EXTRAIT CITÉ:
'''

Une prolongation nécessaire pour la commission Charbonneau

Même avec ce délai, le rapport sera critiqué et attaqué sur le fond, explique le blogueur Brian Myles.

Photo: La Presse Canadienne
Photo : La Presse Canadienne

Le gouvernement Couillard a pris la bonne décision en acceptant de prolonger le mandat de la commission Charbonneau de 10 mois. Le contraire aurait desservi l’intérêt public.
Politique

La professeure adjointe à la Faculté de droit de l’Université de Montréal, Martine Valois, affirmait dans Le Devoir que la commission aurait produit un rapport incomplet sans ce délai de grâce.

Il est trop tard maintenant pour chipoter sur le temps perdu et les occasions manquées par la commission, même s’il y en a eu beaucoup au fil des 261 journées d’audiences. Les sujets n’avaient pas tous la même importance, et la commission a trop souvent avancé à tâtons.

Après avoir investi tant d’énergie et de ressources dans cette aventure, aurait-il été sage de couper court à l’étape la plus importante, soit la rédaction du rapport final — blâmes à la clé —, et la formulation de recommandations pour éviter, à l’avenir, la répétition des scandales de corruption et de collusion ? La réponse est non, bien sûr.

Les libéraux, déjà plus mouillés que tous les autres partis dans les scandales de financement sectoriel, en auraient payé le prix. Même avec le délai de 10 mois, un doute va toujours subsister sur la qualité du rapport en ce qui a trait au financement des partis provinciaux.

'''

LIGNES FOURNIES:

'''

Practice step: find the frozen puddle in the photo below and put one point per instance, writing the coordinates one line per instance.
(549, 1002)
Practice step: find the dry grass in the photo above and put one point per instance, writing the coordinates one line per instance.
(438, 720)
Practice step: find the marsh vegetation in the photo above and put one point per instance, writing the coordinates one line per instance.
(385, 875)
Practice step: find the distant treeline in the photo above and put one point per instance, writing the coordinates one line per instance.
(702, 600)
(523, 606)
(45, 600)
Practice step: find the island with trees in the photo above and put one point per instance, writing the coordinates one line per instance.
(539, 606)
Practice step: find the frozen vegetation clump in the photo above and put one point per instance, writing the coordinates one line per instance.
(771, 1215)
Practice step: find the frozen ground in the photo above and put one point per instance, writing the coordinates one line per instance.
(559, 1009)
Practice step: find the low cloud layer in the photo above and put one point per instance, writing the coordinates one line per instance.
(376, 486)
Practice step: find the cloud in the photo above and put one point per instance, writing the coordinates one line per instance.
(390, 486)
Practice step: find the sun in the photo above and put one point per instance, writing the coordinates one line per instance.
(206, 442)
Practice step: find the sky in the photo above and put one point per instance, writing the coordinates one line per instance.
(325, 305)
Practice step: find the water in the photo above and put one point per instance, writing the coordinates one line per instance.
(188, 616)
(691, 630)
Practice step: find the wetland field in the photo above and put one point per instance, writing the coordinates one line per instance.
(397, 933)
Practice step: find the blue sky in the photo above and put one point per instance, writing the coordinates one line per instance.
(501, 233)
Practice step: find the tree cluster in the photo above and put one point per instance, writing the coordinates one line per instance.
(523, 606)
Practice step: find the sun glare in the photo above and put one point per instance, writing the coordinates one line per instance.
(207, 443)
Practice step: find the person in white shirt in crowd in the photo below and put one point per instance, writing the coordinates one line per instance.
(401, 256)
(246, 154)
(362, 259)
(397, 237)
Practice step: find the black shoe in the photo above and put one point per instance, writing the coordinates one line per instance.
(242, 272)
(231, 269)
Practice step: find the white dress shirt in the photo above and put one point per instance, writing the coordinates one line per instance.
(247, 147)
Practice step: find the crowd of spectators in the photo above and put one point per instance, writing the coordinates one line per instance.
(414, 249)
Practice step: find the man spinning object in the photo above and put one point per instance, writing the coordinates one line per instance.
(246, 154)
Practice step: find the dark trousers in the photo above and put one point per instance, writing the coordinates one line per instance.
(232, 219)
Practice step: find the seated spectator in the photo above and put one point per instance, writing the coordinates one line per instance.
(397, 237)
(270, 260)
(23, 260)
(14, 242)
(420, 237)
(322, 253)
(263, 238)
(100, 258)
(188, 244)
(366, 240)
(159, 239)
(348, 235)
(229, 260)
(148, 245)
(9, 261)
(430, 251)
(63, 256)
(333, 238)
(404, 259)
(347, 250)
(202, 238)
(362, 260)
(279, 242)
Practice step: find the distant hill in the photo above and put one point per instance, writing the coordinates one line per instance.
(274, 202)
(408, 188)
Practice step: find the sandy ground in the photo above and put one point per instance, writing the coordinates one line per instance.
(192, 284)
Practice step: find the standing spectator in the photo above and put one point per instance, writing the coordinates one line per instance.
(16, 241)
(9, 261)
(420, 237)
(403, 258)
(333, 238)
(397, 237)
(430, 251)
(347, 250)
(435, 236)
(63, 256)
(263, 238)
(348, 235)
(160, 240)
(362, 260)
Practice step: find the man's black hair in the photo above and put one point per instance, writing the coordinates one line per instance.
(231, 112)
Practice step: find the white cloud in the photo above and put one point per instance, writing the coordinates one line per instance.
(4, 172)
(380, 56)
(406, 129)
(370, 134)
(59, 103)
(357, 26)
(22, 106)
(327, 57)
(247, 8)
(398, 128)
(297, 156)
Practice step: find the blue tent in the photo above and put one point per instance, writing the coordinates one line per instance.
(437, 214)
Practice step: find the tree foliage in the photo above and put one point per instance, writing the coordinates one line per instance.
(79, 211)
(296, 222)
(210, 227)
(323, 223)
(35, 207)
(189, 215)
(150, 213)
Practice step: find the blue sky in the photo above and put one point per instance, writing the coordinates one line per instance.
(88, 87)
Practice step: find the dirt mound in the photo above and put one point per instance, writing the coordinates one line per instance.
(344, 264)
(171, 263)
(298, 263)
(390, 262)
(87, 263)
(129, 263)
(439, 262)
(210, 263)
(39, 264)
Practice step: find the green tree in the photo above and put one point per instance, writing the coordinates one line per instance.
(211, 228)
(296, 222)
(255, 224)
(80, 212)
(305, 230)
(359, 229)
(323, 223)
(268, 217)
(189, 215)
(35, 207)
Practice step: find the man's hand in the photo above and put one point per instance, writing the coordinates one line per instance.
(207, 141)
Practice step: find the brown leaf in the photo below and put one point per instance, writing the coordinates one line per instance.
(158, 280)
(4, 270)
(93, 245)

'''

CONSIGNE A: Recopiez à l'identique les lignes fournies, en commençant par celle qui contient « Practice step: find the tree foliage » et en terminant par la dernière d'entre elles, les deux bornes étant incluses.
CONSIGNE B: Poursuivez l'article sur la prolongation de la commission Charbonneau après sa dernière phrase.
L'article et les lignes sont sans rapport l'un avec l'autre.

RÉPONSE FINALE A:
Practice step: find the tree foliage in the photo above and put one point per instance, writing the coordinates one line per instance.
(79, 211)
(296, 222)
(210, 227)
(323, 223)
(35, 207)
(189, 215)
(150, 213)
Practice step: find the blue sky in the photo above and put one point per instance, writing the coordinates one line per instance.
(88, 87)
Practice step: find the dirt mound in the photo above and put one point per instance, writing the coordinates one line per instance.
(344, 264)
(171, 263)
(298, 263)
(390, 262)
(87, 263)
(129, 263)
(439, 262)
(210, 263)
(39, 264)
Practice step: find the green tree in the photo above and put one point per instance, writing the coordinates one line per instance.
(211, 228)
(296, 222)
(255, 224)
(80, 212)
(305, 230)
(359, 229)
(323, 223)
(268, 217)
(189, 215)
(35, 207)
Practice step: find the man's hand in the photo above and put one point per instance, writing the coordinates one line per instance.
(207, 141)
Practice step: find the brown leaf in the photo below and put one point per instance, writing the coordinates one line per instance.
(158, 280)
(4, 270)
(93, 245)

RÉPONSE FINALE B:
La commission en a fait trop peu, trop tard sur ce volet crucial de son mandat. Elle a ignoré des témoins potentiellement importants qui gravitaient dans l’entourage libéral, et elle s’est privée d’une réelle chance de tirer l’affaire au clair, en faisant entendre à huis clos Marc Bibeau, grand argentier bénévole du PLQ et proche de Jean Charest.

Même avec ce délai, le rapport sera critiqué et attaqué sur le fond. Sans ce délai, les libéraux auraient été critiqués, point. On leur aurait reproché, à raison, d’avoir mis des bâtons dans les roues de la commission et d’avoir voulu la freiner, alors qu’elle s’apprêtait à blâmer à la fois le PLQ et l’ancien premier ministre, Jean Charest.

L’éventuel chef du Parti québécois (appelons-le PKP pour les fins de la discussion) aurait passé la durée restante de son mandat à titre de chef de l’Opposition officielle à dénoncer la turpitude des libéraux, son agenda caché, sa servilité à l’égard du pouvoir économique.

Quoiqu’il advienne, le PLQ pourra toujours dire qu’il a donné naissance à la commission Charbonneau, même s’il a voulu en faire une déplorable «patente à gosses» sans pouvoirs au début. Et il pourra dire qu’il ne l’a jamais freinée dans la rédaction de son rapport.

Il appartient maintenant à la commission et à son personnel de livrer un rapport à la hauteur des attentes du public. Elle tombera d’encore plus haut si elle échoue, maintenant que le gouvernement a repoussé l’échéance à novembre prochain.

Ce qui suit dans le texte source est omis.